> _Assignment_
In the article on addiction-recovery kickbacks, roughly what share of privately insured patients seeking treatment in Palm Beach County, Florida, come from out of state?
+++ Source passage
Tucked inside a package of opioid bills signed by the president on Oct. 25 is a measure that will make it easier for law enforcement to crack down on kickbacks in the addiction-recovery business, which have hurt addicts and their private insurers.
Those using kickbacks, bribery, or rebates to either get or give referrals to recovery homes, clinical treatment facilities, or laboratories can now be fined as much as $200,000 and face up to 10 years in prison. Using kickbacks to get business from Medicare and Medicaid patients has been illegal since 1972 but until now, the private insurance industry hasn’t had any such federal protection.
Earlier this year, the Massachusetts Attorney General issued a warning to residents about marketers who were luring people to addiction-recovery facilities in warmer states, with incentives such as paid airfare and free rent. They also offer to pay patients’ insurance premiums, the warning says.
The reason they can offer these types of benefits, experts say, is that they charge patients’ insurance companies a premium to care for them once there.
“According to some reports, the out-of-state treatment centers provide little or no care to patients,” the warning says. “If someone is offering to arrange travel or cover insurance costs for treatment, call the treatment facility or your insurance company to confirm if the person is an employee and the offer is legitimate.”
The most common states for these types of facilities are Arizona, California, and Florida, the state warns.
About 75 percent of all privately insured patients seeking treatment in Palm Beach County, Florida, which has a robust drug-treatment industry, come from out-of-state, according to Dave Aronberg, state attorney for the 15th Judicial Circuit, which includes Palm Beach County. “And for too many of them, they leave our community only in ambulances or body bags,” he said at a congressional hearing last year.
The county has seen an “influx” of people in recent years, he said, who take advantage of federal laws to milk the insurance companies of those struggling with addiction.
Drug-recovery facilities have been known to pay referral fees to hotlines and marketers, i.e., “body brokers,” in exchange for getting patients. Sober houses, meant to help people transitioning from inpatient treatment, have been accused of paying referral fees and providing dubious care to patients. And laboratories have been known to pay treatment facilities kickbacks for processing their drug tests, which treatment facilities have overused or faked to bill insurance companies.
For example, the insurance company for Alison Flory, 24, paid $1.2 million for her 15 months of care in Florida, according to an NBC News investigation. Flory went to nine different facilities before she overdosed at a Florida sober home in October 2016. It took Flory’s family a while to realize what was happening. Some treatment centers illegally waive co-pays and deductibles, according to NBC, so families won’t necessarily question the charges.
Both the Affordable Care Act and the Mental Health Parity and Addiction Equity Act of 2008 made it easier for people struggling with drug addiction to have their treatment covered. But these laws have also created a cash cow for a largely unregulated industry that, due to being relatively new, has few benchmarks for success.
“One challenge that all stakeholders are facing is that the quality measurement infrastructure in SUD [Substance Use Disorder] treatment is less mature than in medical and surgical care,” American’s Health Insurance Plans (AHIP) said in a report on sober-home fraud.
The report lauds the Eliminating Kickbacks in Recovery portion of the recently signed opioid bill, called the SUPPORT for Patients and Communities Act, but wants to see more done to reform the industry. It suggests better oversight of sober homes, more transparency in the financial relationships of body brokers and call aggregators, and lowering barriers for sharing information on substance-abuse treatment to eliminate fraud.
++++++
+++ Collected material
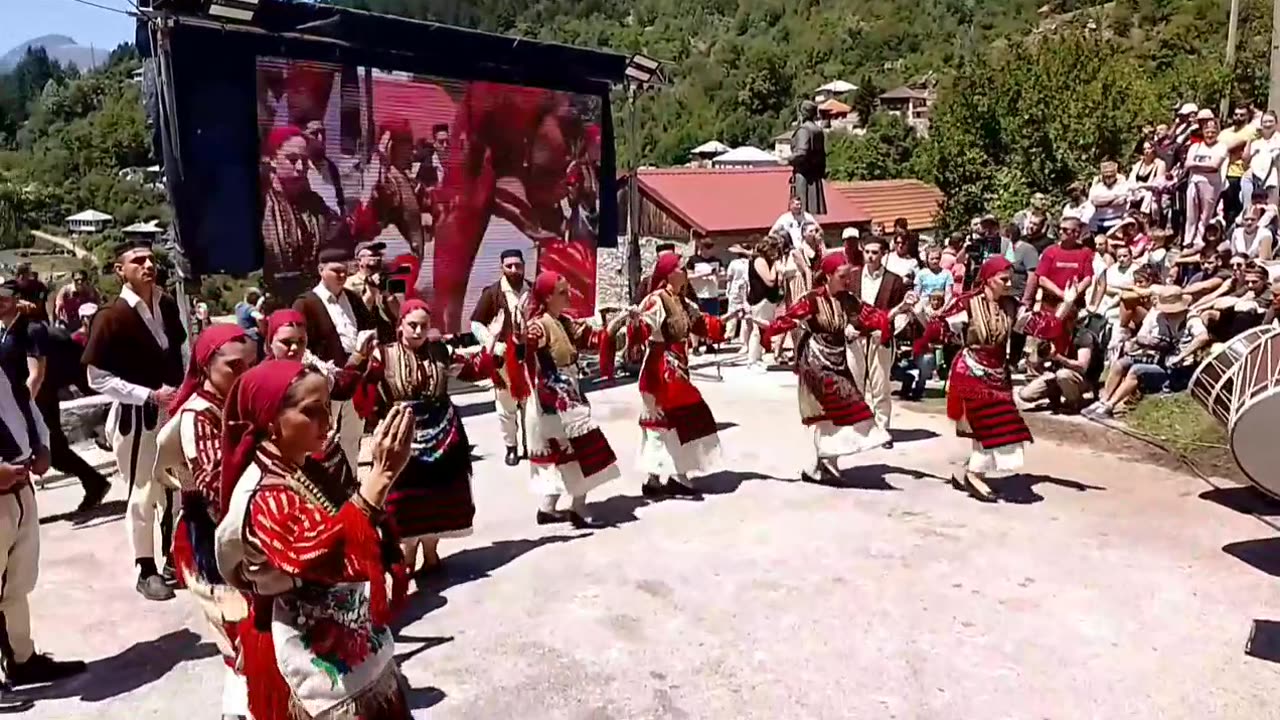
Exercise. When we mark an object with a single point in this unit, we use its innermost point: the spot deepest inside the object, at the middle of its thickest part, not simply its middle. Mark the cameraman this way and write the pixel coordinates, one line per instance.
(369, 282)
++++++
> _Expected answer_
About 75 percent.